### Source data
+--

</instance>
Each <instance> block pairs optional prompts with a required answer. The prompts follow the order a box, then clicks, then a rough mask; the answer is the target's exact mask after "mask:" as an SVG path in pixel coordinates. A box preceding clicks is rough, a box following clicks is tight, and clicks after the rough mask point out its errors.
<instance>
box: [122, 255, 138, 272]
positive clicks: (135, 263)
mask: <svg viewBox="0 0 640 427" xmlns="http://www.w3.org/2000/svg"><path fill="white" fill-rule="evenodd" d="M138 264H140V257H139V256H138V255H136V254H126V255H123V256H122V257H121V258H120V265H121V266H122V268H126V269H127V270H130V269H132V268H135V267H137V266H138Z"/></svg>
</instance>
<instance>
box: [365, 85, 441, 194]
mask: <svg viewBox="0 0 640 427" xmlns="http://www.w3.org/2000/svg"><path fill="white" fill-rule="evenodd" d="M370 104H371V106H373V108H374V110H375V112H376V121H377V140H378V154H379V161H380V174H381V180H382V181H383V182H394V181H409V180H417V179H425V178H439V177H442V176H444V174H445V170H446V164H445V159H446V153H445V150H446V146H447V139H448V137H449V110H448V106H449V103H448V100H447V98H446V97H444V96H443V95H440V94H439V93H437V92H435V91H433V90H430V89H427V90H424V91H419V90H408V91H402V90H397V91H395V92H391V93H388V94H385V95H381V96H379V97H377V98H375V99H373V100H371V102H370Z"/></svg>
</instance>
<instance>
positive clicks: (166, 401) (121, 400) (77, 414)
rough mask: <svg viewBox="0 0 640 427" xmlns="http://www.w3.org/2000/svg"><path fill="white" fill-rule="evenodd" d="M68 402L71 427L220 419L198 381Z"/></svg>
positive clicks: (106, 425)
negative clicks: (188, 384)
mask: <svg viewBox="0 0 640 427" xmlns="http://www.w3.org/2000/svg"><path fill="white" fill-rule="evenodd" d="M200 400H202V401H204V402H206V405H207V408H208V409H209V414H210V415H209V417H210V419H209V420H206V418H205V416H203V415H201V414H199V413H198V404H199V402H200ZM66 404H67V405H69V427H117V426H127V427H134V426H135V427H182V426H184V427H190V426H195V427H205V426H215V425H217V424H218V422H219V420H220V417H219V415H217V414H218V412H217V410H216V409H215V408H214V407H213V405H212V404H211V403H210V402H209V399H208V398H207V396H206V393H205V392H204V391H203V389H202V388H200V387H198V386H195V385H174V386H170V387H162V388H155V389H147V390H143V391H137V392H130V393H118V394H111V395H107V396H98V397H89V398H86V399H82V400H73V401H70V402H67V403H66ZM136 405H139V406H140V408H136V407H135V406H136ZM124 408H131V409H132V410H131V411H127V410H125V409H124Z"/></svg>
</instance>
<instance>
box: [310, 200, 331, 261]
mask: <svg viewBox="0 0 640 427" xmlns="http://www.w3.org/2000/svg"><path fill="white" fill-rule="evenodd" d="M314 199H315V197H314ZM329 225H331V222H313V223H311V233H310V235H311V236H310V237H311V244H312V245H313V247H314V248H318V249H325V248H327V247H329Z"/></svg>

+--

### Task item
Identify each line of the listing above that contains the word "clicks" and copy those lines out.

### Solution below
Each <instance> block pairs optional prompts with a required answer. The prompts follow the order a box, then clicks, then a rough mask; the answer is the target's exact mask after "mask:" as an SVG path in pixel coordinates. A box preceding clicks is rough, a box following clicks is tight, and clicks after the rough mask point out its errors.
positive clicks: (135, 263)
positive clicks: (166, 401) (121, 400) (77, 414)
positive clicks: (106, 425)
negative clicks: (188, 384)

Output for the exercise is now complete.